» **TASK INSTRUCTIONS**:
In the listing below, please print the line that contains "Exercise. Spot the man's eyebrow" and every line that follows it, exactly.

Stored data:
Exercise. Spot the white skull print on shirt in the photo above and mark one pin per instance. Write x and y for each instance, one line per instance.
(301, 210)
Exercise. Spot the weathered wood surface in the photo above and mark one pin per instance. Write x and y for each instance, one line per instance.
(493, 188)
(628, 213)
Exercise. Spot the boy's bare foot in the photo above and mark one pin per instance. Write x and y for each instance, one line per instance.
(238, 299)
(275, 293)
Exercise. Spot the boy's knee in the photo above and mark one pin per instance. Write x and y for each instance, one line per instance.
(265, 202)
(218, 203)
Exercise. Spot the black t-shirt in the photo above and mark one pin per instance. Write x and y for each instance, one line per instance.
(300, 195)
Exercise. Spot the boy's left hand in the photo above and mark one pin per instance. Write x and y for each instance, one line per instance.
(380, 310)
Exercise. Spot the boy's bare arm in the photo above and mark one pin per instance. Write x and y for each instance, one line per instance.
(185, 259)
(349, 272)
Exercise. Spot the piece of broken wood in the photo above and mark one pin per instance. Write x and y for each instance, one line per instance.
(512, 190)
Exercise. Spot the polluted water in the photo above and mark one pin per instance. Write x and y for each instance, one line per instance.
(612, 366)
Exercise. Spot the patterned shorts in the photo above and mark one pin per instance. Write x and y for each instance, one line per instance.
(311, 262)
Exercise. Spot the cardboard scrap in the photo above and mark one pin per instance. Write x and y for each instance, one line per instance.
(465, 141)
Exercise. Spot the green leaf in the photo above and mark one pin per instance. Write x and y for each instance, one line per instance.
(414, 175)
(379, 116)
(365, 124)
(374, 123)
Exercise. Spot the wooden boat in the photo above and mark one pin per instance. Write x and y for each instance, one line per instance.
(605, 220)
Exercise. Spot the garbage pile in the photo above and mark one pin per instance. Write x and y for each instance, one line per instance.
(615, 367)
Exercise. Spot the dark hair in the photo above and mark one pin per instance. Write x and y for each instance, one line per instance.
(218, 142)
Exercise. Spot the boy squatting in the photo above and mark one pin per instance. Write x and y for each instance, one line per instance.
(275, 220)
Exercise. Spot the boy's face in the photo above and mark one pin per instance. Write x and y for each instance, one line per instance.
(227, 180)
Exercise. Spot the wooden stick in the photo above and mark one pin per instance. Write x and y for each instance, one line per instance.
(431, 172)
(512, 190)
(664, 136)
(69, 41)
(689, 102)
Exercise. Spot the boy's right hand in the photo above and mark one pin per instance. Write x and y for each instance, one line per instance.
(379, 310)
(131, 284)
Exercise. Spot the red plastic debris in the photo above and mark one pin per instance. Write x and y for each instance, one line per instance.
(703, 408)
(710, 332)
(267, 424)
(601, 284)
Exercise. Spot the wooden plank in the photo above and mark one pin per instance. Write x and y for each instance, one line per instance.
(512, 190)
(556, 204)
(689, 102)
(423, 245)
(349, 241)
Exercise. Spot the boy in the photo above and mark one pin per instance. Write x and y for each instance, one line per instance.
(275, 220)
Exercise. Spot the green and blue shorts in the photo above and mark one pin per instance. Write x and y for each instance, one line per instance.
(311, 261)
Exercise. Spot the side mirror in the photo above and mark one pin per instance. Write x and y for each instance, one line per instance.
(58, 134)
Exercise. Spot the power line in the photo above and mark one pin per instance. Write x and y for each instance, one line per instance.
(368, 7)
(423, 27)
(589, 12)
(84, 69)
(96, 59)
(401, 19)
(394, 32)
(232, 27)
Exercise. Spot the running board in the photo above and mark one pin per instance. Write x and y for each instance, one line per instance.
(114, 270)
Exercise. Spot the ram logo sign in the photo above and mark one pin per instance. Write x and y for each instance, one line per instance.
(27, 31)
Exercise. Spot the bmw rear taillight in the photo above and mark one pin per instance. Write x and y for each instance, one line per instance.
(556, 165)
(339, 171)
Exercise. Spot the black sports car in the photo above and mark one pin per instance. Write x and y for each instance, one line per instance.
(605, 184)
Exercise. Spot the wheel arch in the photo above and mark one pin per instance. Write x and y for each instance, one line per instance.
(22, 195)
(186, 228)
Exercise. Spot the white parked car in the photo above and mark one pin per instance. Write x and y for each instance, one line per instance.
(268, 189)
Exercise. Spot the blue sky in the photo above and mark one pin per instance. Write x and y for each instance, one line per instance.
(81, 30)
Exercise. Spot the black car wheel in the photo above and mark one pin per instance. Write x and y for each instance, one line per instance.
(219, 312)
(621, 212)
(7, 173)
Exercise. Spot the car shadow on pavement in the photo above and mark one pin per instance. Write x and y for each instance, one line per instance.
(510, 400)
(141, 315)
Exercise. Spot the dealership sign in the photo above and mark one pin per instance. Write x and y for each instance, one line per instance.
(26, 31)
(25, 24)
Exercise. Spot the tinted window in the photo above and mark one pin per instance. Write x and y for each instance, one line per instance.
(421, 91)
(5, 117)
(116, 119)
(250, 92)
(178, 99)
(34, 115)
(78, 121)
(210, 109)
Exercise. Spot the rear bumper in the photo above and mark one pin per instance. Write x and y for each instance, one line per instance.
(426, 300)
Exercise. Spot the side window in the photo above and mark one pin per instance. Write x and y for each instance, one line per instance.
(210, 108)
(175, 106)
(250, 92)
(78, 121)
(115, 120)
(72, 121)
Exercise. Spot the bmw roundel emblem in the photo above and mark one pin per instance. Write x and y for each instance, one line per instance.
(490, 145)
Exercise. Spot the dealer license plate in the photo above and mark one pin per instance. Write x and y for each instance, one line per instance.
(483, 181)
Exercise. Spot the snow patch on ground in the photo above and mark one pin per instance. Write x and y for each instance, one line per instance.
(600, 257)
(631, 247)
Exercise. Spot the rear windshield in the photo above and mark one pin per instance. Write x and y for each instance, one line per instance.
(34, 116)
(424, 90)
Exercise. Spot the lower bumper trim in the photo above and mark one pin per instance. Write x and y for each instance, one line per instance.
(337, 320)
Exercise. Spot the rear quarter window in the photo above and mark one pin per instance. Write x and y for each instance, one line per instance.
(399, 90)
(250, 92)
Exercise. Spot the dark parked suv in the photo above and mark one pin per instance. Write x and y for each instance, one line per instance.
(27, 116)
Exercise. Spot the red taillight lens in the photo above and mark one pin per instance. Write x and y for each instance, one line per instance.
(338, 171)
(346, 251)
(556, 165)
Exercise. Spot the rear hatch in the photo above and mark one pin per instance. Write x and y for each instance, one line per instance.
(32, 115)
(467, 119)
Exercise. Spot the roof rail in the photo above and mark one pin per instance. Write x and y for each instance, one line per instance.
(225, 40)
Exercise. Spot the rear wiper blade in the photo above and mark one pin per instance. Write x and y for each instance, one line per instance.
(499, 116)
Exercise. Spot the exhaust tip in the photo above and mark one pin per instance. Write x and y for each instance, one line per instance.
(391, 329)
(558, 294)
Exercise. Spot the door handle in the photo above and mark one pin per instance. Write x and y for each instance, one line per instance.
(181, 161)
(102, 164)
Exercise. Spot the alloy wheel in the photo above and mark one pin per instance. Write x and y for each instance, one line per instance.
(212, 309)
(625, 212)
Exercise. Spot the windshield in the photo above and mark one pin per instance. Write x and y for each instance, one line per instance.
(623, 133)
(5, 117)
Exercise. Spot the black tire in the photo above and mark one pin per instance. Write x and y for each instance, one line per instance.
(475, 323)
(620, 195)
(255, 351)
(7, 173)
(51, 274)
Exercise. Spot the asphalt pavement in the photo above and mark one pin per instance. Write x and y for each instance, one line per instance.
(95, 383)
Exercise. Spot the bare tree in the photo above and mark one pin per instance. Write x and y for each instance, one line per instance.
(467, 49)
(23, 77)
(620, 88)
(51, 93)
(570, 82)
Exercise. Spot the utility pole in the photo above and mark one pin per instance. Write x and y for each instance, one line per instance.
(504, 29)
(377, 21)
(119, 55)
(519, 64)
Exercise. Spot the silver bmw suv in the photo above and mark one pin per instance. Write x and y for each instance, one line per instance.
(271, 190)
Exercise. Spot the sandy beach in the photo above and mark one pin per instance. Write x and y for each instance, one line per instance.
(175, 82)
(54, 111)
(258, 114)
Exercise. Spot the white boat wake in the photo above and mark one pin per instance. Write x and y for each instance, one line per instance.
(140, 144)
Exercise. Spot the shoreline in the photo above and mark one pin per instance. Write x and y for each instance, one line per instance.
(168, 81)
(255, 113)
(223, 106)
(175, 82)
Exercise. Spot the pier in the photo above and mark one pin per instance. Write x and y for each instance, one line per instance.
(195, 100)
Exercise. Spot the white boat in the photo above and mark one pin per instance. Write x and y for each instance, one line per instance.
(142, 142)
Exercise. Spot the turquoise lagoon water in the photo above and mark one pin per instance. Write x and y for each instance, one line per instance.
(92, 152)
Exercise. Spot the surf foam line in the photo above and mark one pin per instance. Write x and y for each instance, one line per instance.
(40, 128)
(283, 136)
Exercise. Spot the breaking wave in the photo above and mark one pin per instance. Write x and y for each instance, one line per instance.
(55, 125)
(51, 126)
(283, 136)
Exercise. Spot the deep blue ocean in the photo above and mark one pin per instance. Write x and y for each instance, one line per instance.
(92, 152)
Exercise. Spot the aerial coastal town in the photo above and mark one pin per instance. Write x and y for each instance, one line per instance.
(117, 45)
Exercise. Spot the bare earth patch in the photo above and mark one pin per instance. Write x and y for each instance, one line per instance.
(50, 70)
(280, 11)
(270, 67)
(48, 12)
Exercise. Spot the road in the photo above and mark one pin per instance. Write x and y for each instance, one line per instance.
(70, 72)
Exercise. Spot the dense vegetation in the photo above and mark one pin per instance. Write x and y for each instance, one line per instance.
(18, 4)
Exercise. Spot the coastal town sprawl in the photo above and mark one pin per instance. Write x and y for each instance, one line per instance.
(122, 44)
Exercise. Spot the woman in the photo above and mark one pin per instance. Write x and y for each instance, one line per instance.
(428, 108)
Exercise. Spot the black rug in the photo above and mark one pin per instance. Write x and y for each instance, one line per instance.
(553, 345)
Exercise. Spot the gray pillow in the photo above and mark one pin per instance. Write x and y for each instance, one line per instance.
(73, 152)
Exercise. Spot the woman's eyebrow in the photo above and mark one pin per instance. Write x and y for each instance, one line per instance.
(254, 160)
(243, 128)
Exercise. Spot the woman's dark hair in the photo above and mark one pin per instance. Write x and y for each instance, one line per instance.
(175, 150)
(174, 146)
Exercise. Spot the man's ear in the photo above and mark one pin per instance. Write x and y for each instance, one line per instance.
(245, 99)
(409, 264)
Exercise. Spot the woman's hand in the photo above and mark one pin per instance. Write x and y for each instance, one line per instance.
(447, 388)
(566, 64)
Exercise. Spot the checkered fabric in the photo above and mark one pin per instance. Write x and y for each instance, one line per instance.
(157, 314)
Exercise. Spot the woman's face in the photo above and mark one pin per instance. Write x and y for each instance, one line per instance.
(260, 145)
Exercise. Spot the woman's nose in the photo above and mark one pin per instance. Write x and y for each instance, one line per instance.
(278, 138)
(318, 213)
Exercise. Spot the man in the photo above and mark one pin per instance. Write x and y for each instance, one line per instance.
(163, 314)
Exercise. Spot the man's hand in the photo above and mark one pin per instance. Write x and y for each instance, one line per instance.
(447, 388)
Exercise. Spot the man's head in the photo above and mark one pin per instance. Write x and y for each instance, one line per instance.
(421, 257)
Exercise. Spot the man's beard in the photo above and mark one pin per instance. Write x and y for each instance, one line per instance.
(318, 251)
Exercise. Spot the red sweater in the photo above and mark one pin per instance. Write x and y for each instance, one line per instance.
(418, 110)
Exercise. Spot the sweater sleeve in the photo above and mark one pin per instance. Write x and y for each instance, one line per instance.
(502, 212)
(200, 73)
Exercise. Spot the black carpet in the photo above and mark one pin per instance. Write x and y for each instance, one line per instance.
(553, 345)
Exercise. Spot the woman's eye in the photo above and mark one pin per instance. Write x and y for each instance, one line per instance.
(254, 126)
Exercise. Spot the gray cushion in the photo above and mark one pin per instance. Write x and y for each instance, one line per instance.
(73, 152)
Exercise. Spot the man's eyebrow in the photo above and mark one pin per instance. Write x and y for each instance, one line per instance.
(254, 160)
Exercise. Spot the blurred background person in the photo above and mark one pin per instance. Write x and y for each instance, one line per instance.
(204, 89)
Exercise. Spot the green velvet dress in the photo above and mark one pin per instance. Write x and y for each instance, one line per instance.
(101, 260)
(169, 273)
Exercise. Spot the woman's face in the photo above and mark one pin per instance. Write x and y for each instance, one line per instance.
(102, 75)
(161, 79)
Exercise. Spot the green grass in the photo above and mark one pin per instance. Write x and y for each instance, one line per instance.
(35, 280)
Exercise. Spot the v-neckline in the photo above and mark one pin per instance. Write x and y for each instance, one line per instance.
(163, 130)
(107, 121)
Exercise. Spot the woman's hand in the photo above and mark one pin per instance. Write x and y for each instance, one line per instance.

» **ANSWER IN FULL**:
Exercise. Spot the man's eyebrow in the photo above and mark one pin per instance. Write x and y for each instance, one line per instance.
(254, 160)
Exercise. Spot the blurred background person in the photo above and mark one pin per instance. Write x and y for each instance, one line per instance.
(204, 89)
Exercise. Spot the green velvet dress in the photo above and mark one pin per instance. Write x and y for each instance, one line per instance.
(101, 260)
(169, 273)
Exercise. Spot the woman's face in the photo above and mark one pin per instance. Write x and y for each instance, one line per instance.
(102, 75)
(161, 79)
Exercise. Spot the green grass in the photo above and mark one pin per instance. Write x and y for each instance, one line per instance.
(35, 280)
Exercise. Spot the v-neckline in the photo above and mark one pin per instance. Write x and y for each instance, one line per instance.
(163, 130)
(107, 121)
Exercise. Spot the woman's hand in the photo above and mark one pin per instance. Write x and y for each instance, one line per instance.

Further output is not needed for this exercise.